• Set exercise
Turn every line of the data below into a numbered list, omitting any blank lines.

(Portion of a data file)
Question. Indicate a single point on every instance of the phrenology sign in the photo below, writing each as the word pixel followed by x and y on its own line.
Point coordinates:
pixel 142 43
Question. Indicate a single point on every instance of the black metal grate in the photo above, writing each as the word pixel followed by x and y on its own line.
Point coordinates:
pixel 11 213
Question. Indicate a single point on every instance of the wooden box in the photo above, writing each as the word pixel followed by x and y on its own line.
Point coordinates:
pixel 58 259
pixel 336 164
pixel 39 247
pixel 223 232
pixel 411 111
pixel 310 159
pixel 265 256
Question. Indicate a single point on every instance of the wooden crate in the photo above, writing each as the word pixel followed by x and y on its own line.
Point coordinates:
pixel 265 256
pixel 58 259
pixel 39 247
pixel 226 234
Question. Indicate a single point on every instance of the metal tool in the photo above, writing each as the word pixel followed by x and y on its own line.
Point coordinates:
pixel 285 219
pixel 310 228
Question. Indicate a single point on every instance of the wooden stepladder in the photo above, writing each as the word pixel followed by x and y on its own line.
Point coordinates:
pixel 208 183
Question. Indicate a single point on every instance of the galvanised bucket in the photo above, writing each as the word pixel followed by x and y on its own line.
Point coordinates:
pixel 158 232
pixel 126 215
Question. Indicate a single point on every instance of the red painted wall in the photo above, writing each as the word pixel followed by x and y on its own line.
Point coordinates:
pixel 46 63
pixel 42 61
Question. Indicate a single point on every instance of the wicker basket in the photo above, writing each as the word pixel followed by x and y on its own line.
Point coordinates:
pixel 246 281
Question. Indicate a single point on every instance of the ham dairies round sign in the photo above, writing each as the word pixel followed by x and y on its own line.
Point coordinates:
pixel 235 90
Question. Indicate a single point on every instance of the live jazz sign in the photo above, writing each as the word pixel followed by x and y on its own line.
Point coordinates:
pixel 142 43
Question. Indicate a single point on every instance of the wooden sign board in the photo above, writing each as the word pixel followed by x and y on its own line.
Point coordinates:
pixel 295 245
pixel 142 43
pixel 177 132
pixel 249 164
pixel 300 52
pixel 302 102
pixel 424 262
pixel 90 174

• Final answer
1. Question. Indicate a single point on every instance of the phrenology sign in the photo below, writing each as the word pixel followed by x and y on its own line.
2. Point coordinates:
3. pixel 142 43
4. Question. Indicate a single point on every instance of the black metal grate in the photo above, writing each as the word pixel followed by x and y on its own line.
5. Point coordinates:
6. pixel 11 213
7. Question. Indicate a single point on every instance of the wooden box in the photo above, writing each as the word pixel followed by x and y on its own line.
8. Point coordinates:
9. pixel 58 259
10. pixel 336 164
11. pixel 39 247
12. pixel 223 232
13. pixel 411 111
14. pixel 310 159
15. pixel 265 256
16. Question. Indicate a single point on every instance of the wooden crate in the photo above, writing each as the word pixel followed by x and y on its own line.
17. Point coordinates:
18. pixel 265 256
19. pixel 58 259
20. pixel 39 247
21. pixel 226 234
22. Question. Indicate a single point on every instance of the metal tool in the photo above, writing each as the word pixel followed by x and y on its own line.
23. Point coordinates:
24. pixel 285 219
25. pixel 310 228
26. Question. Indicate a single point on every instance of the wooden stepladder in the photo above, writing each as the word pixel followed by x and y on its own line.
27. Point coordinates:
28. pixel 208 183
29. Question. Indicate a single point on every instance of the galvanised bucket in the photo above, writing each as the word pixel followed by x and y on its own line.
30. Point coordinates:
31. pixel 158 232
32. pixel 126 215
33. Question. Indicate a single point on every instance of the red painted wall in the photo above, writing each as the word pixel followed by x and y on its own line.
34. Point coordinates:
35. pixel 46 63
36. pixel 42 61
37. Question. Indicate a single point on every instance of the wicker basket in the photo above, writing each as the word pixel followed by x and y on its own line.
38. Point coordinates:
39. pixel 246 281
40. Question. Indicate a single point on every instance of the ham dairies round sign in the photo above, writing each as the word pixel followed by x and y on its own line.
41. Point coordinates:
42. pixel 235 90
43. Question. Indicate a single point on every instance of the live jazz sign in the photo above, writing each as the word pixel followed by x and y on its own line.
44. Point coordinates:
45. pixel 142 43
46. Question. Indicate a single point on every instance of the wooden sign board in the photo above, writing each as the word pixel followed by x and y on its own line.
47. Point coordinates:
48. pixel 295 245
49. pixel 142 43
50. pixel 177 132
51. pixel 249 164
52. pixel 300 52
53. pixel 302 102
54. pixel 424 262
55. pixel 90 174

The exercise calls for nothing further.